## Work instructions
In the entries below, identify every line with the string "truck" and copy it.

## Source material
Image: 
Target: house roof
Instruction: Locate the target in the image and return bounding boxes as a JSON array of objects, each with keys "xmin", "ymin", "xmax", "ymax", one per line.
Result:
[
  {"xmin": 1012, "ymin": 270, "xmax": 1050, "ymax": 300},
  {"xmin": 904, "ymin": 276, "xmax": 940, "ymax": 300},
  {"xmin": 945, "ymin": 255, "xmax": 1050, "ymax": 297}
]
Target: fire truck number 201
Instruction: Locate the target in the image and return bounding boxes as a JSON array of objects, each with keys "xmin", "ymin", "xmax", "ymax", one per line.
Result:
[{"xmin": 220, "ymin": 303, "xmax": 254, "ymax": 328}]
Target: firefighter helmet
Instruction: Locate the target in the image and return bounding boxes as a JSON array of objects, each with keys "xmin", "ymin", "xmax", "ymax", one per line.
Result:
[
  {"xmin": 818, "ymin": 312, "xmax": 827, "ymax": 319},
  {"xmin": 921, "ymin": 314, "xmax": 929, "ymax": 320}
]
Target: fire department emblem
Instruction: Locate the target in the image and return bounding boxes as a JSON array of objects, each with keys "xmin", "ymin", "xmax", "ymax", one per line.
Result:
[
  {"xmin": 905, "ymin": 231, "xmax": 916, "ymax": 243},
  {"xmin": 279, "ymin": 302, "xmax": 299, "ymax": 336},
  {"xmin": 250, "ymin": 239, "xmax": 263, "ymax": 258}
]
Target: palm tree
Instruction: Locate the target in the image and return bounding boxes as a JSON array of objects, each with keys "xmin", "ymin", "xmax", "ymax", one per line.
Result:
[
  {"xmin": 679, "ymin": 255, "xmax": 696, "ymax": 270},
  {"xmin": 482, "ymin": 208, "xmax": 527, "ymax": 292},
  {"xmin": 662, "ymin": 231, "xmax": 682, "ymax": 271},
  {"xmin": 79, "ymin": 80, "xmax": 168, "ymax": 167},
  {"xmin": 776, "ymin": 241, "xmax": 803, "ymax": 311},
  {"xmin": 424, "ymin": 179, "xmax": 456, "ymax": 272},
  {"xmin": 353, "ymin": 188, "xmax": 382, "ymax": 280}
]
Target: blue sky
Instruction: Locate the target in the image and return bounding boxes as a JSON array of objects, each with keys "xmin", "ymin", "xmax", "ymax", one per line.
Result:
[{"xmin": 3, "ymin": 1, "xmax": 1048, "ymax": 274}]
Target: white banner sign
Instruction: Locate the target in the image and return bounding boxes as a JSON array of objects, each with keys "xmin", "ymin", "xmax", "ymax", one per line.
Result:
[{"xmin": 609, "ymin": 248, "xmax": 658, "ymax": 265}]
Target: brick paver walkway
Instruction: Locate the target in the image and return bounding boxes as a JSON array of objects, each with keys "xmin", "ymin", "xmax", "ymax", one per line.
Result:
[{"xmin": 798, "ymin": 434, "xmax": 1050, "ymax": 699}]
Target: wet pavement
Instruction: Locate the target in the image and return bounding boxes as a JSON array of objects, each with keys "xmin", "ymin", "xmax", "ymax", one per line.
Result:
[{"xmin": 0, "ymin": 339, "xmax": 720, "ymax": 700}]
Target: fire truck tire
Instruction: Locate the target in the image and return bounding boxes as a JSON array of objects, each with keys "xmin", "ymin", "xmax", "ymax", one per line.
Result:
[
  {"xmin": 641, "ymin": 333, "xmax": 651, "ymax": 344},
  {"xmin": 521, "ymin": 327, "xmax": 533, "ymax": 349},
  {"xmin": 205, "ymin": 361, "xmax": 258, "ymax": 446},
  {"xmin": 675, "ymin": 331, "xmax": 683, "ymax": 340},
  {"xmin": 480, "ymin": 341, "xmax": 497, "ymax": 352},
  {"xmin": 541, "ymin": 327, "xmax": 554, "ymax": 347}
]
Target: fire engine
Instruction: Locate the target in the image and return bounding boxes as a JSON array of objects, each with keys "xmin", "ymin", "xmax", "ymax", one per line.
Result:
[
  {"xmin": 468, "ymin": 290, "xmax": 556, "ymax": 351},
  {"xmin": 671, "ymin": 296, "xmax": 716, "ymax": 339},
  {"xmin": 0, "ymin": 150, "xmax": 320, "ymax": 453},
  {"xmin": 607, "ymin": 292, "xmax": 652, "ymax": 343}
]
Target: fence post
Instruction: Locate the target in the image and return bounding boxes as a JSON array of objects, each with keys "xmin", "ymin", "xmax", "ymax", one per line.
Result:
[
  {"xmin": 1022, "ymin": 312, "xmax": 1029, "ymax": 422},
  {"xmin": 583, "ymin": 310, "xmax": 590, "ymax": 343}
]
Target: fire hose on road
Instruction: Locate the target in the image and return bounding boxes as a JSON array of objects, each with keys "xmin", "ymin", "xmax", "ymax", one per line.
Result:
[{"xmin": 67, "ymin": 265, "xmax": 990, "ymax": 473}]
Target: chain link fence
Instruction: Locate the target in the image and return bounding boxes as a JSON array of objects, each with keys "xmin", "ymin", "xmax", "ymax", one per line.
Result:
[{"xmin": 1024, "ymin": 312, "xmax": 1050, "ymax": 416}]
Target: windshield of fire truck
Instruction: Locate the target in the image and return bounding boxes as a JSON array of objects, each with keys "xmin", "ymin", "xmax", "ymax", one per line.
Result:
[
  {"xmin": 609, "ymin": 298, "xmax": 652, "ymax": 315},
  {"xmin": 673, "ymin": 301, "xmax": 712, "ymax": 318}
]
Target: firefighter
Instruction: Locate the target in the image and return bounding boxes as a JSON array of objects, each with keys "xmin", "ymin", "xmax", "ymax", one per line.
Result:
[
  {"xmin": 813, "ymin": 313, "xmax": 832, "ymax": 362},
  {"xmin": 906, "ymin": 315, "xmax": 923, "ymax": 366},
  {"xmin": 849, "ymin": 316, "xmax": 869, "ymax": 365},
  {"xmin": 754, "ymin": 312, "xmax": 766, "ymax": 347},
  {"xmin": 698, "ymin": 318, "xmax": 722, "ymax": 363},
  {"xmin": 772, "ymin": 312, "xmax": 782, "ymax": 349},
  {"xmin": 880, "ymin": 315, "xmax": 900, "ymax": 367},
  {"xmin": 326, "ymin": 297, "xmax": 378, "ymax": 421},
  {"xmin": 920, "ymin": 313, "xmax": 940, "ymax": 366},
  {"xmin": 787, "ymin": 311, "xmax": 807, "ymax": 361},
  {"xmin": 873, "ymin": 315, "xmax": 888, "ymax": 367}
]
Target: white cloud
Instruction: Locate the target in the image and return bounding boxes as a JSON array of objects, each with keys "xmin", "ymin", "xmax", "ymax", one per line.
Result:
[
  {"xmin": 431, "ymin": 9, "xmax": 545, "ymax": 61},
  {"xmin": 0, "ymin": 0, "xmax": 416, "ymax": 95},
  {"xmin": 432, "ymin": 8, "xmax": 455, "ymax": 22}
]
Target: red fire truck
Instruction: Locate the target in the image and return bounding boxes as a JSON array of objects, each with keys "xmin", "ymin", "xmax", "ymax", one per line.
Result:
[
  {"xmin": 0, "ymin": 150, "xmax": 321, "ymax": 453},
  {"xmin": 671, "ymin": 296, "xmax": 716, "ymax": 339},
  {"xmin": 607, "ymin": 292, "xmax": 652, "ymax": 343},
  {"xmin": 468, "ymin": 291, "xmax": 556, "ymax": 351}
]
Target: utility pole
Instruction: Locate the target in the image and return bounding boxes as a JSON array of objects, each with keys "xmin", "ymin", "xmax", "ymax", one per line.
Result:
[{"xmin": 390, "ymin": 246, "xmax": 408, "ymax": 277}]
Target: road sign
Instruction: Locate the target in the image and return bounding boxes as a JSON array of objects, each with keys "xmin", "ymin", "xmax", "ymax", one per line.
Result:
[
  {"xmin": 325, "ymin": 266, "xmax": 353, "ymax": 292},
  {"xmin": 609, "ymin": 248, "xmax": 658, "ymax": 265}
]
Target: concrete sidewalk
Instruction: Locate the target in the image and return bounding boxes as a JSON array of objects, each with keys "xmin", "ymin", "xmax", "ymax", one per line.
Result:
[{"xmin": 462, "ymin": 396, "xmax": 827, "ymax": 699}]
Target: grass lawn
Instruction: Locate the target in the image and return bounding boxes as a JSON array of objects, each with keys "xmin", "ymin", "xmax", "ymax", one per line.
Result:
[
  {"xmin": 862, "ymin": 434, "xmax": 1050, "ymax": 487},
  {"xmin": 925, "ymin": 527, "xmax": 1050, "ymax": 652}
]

## Your response
Target: fire truck number 201
Target: fire truck tire
Target: windshield of fire truck
Target: red fire truck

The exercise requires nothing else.